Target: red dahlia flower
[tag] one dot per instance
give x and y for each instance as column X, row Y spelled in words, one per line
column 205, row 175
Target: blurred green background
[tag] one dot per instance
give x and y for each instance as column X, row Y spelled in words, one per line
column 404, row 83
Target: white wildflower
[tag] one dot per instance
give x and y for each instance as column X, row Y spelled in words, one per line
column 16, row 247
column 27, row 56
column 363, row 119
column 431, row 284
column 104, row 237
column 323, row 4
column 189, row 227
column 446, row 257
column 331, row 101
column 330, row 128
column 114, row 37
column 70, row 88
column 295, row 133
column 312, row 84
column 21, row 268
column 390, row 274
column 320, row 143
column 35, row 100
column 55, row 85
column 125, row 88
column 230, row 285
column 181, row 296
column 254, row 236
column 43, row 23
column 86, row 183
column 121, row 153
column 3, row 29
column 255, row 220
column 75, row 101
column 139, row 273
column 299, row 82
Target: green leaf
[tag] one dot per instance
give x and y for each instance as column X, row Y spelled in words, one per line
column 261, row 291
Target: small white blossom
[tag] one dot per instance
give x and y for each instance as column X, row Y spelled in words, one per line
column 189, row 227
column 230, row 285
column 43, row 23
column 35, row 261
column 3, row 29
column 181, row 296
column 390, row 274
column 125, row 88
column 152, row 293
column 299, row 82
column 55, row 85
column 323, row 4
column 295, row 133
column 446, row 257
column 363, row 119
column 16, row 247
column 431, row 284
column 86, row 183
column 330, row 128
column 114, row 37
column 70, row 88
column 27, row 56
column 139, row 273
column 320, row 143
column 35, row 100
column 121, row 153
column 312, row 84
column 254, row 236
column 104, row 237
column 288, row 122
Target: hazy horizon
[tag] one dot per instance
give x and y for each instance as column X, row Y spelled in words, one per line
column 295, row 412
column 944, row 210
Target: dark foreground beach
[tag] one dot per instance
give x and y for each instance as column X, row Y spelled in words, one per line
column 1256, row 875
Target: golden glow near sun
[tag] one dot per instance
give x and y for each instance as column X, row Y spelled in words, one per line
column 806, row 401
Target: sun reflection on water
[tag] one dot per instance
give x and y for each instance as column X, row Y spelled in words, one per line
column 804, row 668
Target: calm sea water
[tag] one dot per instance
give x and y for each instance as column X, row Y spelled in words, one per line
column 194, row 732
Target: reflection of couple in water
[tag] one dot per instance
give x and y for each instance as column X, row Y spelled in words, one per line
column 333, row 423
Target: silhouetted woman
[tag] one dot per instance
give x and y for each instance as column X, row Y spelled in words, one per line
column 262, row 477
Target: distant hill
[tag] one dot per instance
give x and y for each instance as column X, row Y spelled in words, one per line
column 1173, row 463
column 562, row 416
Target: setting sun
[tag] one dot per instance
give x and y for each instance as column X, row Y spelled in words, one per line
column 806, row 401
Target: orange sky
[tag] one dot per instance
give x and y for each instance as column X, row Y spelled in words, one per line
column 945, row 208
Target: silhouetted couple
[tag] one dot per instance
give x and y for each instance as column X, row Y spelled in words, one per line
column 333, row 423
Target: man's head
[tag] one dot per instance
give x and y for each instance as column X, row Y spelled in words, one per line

——

» **What to work on**: Can you put every line of the rows above into a Markdown table with two columns, No. for the line number and Line for its text, leaving out blank lines?

» **Answer to the exercise**:
| No. | Line |
|---|---|
| 1 | Target: red dahlia flower |
| 2 | [tag] one dot per instance |
| 3 | give x and y for each instance as column X, row Y spelled in words, one per line |
| 4 | column 205, row 175 |
| 5 | Target: blurred green background |
| 6 | [tag] one dot per instance |
| 7 | give x and y for each instance as column X, row Y spelled in words, one per line |
| 8 | column 404, row 83 |
| 9 | Target: white wildflower |
| 10 | [tag] one dot per instance |
| 11 | give x and y for each instance as column X, row Y spelled in words, one per line |
| 12 | column 16, row 247 |
| 13 | column 27, row 56 |
| 14 | column 363, row 119 |
| 15 | column 431, row 284 |
| 16 | column 104, row 237 |
| 17 | column 323, row 4 |
| 18 | column 189, row 227 |
| 19 | column 446, row 257 |
| 20 | column 331, row 101 |
| 21 | column 330, row 128 |
| 22 | column 114, row 37 |
| 23 | column 70, row 88 |
| 24 | column 295, row 133 |
| 25 | column 312, row 84 |
| 26 | column 21, row 268 |
| 27 | column 390, row 274 |
| 28 | column 320, row 143 |
| 29 | column 35, row 100 |
| 30 | column 55, row 85 |
| 31 | column 125, row 88 |
| 32 | column 230, row 285 |
| 33 | column 181, row 296 |
| 34 | column 254, row 236 |
| 35 | column 43, row 23 |
| 36 | column 86, row 183 |
| 37 | column 121, row 153 |
| 38 | column 3, row 29 |
| 39 | column 255, row 220 |
| 40 | column 75, row 101 |
| 41 | column 139, row 273 |
| 42 | column 299, row 82 |
| 43 | Target: green leaf |
| 44 | [tag] one dot per instance |
| 45 | give x and y for each instance as column X, row Y spelled in words, one per line |
| 46 | column 261, row 291 |
| 47 | Target: small white blossom |
| 48 | [tag] one dot per instance |
| 49 | give x and y for each instance as column X, row Y spelled in words, one per line |
| 50 | column 189, row 227 |
| 51 | column 230, row 285 |
| 52 | column 43, row 23 |
| 53 | column 35, row 261 |
| 54 | column 3, row 29 |
| 55 | column 181, row 296 |
| 56 | column 390, row 274 |
| 57 | column 125, row 88 |
| 58 | column 152, row 293 |
| 59 | column 299, row 82 |
| 60 | column 55, row 85 |
| 61 | column 323, row 4 |
| 62 | column 295, row 133 |
| 63 | column 446, row 257 |
| 64 | column 363, row 119 |
| 65 | column 16, row 247 |
| 66 | column 431, row 284 |
| 67 | column 86, row 183 |
| 68 | column 330, row 128 |
| 69 | column 114, row 37 |
| 70 | column 70, row 88 |
| 71 | column 27, row 56 |
| 72 | column 139, row 273 |
| 73 | column 320, row 143 |
| 74 | column 35, row 100 |
| 75 | column 121, row 153 |
| 76 | column 312, row 84 |
| 77 | column 254, row 236 |
| 78 | column 104, row 237 |
| 79 | column 288, row 122 |
| 80 | Target: hazy horizon |
| 81 | [tag] one dot per instance |
| 82 | give x and y for each instance as column X, row Y spelled in words, one per line |
| 83 | column 295, row 412 |
| 84 | column 944, row 210 |
| 85 | Target: dark foreground beach |
| 86 | [tag] one dot per instance |
| 87 | give x and y for each instance as column X, row Y spelled in words, one per line |
| 88 | column 1256, row 875 |
| 89 | Target: golden glow near sun |
| 90 | [tag] one dot per instance |
| 91 | give x and y for each instance as column X, row Y spelled in words, one per line |
| 92 | column 806, row 401 |
| 93 | Target: sun reflection on water |
| 94 | [tag] one dot per instance |
| 95 | give x and y for each instance as column X, row Y spelled in words, one per line |
| 96 | column 804, row 668 |
| 97 | Target: calm sea water |
| 98 | [tag] one dot per instance |
| 99 | give x and y for each instance as column X, row Y spelled in words, one per line |
| 100 | column 194, row 732 |
| 101 | Target: reflection of couple in water |
| 102 | [tag] one dot per instance |
| 103 | give x and y for each instance as column X, row Y spelled in words, one per line |
| 104 | column 333, row 423 |
| 105 | Target: silhouetted woman |
| 106 | [tag] one dot per instance |
| 107 | give x and y for each instance as column X, row Y spelled in words, one per line |
| 108 | column 262, row 477 |
| 109 | Target: distant hill |
| 110 | [tag] one dot per instance |
| 111 | give x and y for each instance as column X, row Y spelled in words, one per line |
| 112 | column 1173, row 463 |
| 113 | column 562, row 416 |
| 114 | Target: setting sun |
| 115 | [tag] one dot per instance |
| 116 | give x and y for each instance as column X, row Y spelled in words, one per line |
| 117 | column 806, row 401 |
| 118 | Target: orange sky |
| 119 | [tag] one dot per instance |
| 120 | give x and y for each instance as column X, row Y spelled in words, one per line |
| 121 | column 945, row 208 |
| 122 | Target: silhouetted couple |
| 123 | [tag] one dot per instance |
| 124 | give x and y for each instance as column X, row Y spelled in words, one per line |
| 125 | column 333, row 423 |
| 126 | Target: man's head |
| 127 | [tag] one dot per instance |
| 128 | give x and y for each instance as column X, row Y spelled in words, one per line |